Tujuan Latihan. Ganti "grasshopper" dengan "locust" pada entri mulai dari awal hingga baris yang memuat "left=78, top=36, right=234, bottom=240" (termasuk baris itu), tanpa mengubah bagian lain. Jangan sertakan gambar dalam jawaban.

Anotasi kotak untuk foto.
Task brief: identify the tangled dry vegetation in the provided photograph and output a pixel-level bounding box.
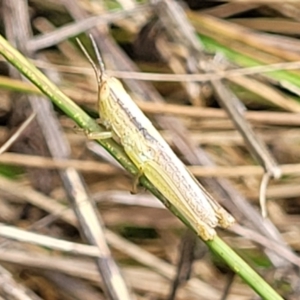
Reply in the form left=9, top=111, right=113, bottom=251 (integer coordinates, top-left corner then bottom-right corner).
left=0, top=0, right=300, bottom=300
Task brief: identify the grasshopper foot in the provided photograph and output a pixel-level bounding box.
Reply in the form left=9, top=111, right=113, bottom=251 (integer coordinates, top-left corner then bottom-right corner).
left=130, top=168, right=144, bottom=195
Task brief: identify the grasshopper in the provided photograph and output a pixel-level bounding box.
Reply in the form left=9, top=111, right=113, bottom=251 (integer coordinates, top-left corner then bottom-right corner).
left=78, top=38, right=234, bottom=240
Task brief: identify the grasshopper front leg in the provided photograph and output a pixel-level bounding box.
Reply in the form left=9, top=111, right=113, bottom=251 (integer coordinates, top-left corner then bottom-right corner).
left=86, top=131, right=113, bottom=140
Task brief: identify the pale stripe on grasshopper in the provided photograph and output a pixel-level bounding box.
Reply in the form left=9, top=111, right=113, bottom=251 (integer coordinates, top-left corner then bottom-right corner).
left=78, top=36, right=234, bottom=240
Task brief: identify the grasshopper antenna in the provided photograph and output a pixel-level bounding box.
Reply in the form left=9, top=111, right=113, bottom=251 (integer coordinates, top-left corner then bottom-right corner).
left=76, top=38, right=104, bottom=84
left=89, top=34, right=105, bottom=81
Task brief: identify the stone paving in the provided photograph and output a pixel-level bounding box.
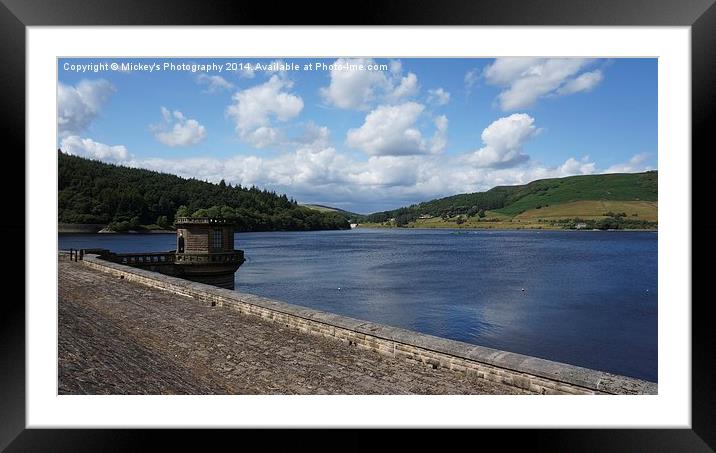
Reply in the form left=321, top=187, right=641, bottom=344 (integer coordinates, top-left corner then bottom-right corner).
left=58, top=261, right=519, bottom=394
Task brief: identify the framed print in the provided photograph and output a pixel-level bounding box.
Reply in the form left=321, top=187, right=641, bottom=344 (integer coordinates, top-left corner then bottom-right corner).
left=0, top=1, right=716, bottom=451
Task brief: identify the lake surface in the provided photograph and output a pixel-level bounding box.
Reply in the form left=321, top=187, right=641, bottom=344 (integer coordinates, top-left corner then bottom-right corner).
left=59, top=229, right=658, bottom=381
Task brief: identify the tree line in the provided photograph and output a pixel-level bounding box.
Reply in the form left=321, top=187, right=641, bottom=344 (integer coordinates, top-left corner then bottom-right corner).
left=58, top=150, right=350, bottom=231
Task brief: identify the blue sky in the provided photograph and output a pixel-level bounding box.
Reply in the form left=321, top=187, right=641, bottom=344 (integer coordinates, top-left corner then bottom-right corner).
left=57, top=58, right=657, bottom=213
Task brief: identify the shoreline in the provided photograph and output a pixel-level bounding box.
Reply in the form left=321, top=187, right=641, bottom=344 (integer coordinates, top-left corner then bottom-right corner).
left=59, top=253, right=658, bottom=394
left=355, top=224, right=659, bottom=233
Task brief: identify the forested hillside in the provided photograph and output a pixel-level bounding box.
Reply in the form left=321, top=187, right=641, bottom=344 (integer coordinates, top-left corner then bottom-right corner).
left=58, top=150, right=350, bottom=231
left=367, top=171, right=658, bottom=226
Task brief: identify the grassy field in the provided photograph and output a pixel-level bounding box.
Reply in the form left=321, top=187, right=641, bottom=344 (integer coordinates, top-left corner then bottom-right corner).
left=497, top=172, right=658, bottom=216
left=359, top=200, right=658, bottom=230
left=513, top=200, right=658, bottom=222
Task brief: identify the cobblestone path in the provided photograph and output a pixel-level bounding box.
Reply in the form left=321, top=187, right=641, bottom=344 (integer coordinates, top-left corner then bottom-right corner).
left=58, top=261, right=518, bottom=394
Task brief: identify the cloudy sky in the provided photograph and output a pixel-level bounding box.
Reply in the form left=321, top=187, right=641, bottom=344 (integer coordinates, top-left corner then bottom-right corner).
left=57, top=58, right=657, bottom=213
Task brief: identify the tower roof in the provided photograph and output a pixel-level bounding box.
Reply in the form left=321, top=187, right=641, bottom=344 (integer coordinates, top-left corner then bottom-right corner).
left=174, top=217, right=233, bottom=226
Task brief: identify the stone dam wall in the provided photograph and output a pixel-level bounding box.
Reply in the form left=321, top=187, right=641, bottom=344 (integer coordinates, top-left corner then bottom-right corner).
left=75, top=255, right=658, bottom=395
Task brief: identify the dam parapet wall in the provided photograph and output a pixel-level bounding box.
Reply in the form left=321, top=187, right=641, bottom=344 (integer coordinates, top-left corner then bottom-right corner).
left=77, top=254, right=658, bottom=395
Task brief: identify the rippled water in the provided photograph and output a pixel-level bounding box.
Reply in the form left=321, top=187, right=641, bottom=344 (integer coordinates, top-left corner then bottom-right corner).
left=59, top=229, right=658, bottom=381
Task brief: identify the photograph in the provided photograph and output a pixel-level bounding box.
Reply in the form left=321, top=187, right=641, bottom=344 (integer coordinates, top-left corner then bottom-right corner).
left=57, top=54, right=660, bottom=399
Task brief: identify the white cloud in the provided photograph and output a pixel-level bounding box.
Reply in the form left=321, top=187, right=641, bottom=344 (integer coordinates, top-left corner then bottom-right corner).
left=60, top=135, right=130, bottom=163
left=428, top=88, right=450, bottom=105
left=57, top=79, right=116, bottom=136
left=321, top=58, right=388, bottom=110
left=196, top=74, right=234, bottom=94
left=226, top=74, right=303, bottom=148
left=151, top=107, right=206, bottom=147
left=346, top=102, right=428, bottom=156
left=467, top=113, right=539, bottom=168
left=484, top=58, right=603, bottom=110
left=320, top=58, right=420, bottom=110
left=604, top=153, right=652, bottom=173
left=557, top=69, right=604, bottom=95
left=128, top=147, right=597, bottom=212
left=430, top=115, right=448, bottom=154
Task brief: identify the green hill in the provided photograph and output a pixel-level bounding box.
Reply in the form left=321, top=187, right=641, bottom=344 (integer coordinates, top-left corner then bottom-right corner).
left=366, top=171, right=658, bottom=231
left=57, top=151, right=350, bottom=231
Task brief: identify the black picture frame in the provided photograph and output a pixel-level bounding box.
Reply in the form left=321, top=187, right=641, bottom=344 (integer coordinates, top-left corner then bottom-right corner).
left=0, top=0, right=716, bottom=452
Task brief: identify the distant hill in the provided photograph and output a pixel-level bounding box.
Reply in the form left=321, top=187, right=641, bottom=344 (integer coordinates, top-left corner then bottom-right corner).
left=300, top=204, right=365, bottom=223
left=366, top=171, right=658, bottom=227
left=57, top=150, right=350, bottom=231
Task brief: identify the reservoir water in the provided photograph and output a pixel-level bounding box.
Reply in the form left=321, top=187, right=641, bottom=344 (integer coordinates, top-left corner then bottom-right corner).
left=59, top=229, right=658, bottom=382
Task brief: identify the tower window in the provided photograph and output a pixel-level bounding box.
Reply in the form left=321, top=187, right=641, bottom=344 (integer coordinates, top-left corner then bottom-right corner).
left=211, top=228, right=224, bottom=249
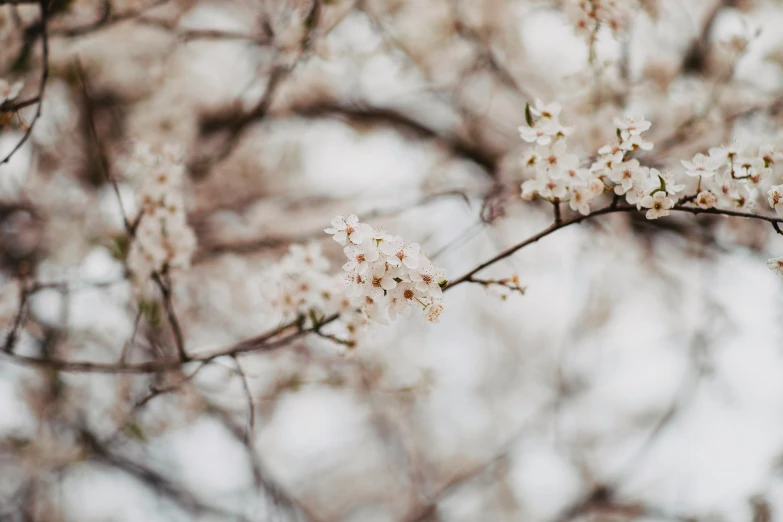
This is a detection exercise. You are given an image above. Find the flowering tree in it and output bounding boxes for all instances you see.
[0,0,783,522]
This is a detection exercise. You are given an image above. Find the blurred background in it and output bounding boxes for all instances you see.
[0,0,783,522]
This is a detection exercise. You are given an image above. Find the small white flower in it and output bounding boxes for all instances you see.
[680,154,724,178]
[538,176,568,199]
[536,140,579,179]
[380,236,421,268]
[519,120,557,145]
[696,190,718,208]
[609,159,643,196]
[324,214,368,246]
[767,257,783,276]
[427,301,443,323]
[530,98,563,120]
[640,191,674,219]
[343,241,380,274]
[569,185,593,216]
[767,185,783,216]
[614,116,652,137]
[620,134,653,150]
[650,169,685,196]
[409,256,446,297]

Hasil.
Task brief: identify the tangled dry vegetation in the provided photograph and output a pixel-level bounding box.
Reply in the form left=9, top=111, right=113, bottom=251 (integer coordinates, top-left corner then bottom-right corner).
left=0, top=0, right=300, bottom=300
Task brief: identify the locust foot in the provided photograph and output a pixel-level bounding box.
Reply in the form left=9, top=111, right=113, bottom=251 (integer coordinates, top-left corner then bottom-right corner).
left=130, top=168, right=144, bottom=195
Task brief: identify the locust in the provided photograph and output a pixel-level bounding box.
Reply in the form left=9, top=111, right=113, bottom=251 (integer coordinates, top-left corner then bottom-right corner).
left=78, top=38, right=234, bottom=240
Task brief: identify the locust front leg in the provided photograph and output a pixel-level bounding box.
Reply in the form left=9, top=111, right=113, bottom=251 (integer coordinates, top-left corner then bottom-right corner).
left=86, top=131, right=113, bottom=140
Task brief: identify the pale stripe on locust in the provided photograph and output a pixel-level bounding box.
Reply in the form left=9, top=111, right=113, bottom=251 (integer coordinates, top-left corner then bottom-right corner).
left=78, top=36, right=234, bottom=240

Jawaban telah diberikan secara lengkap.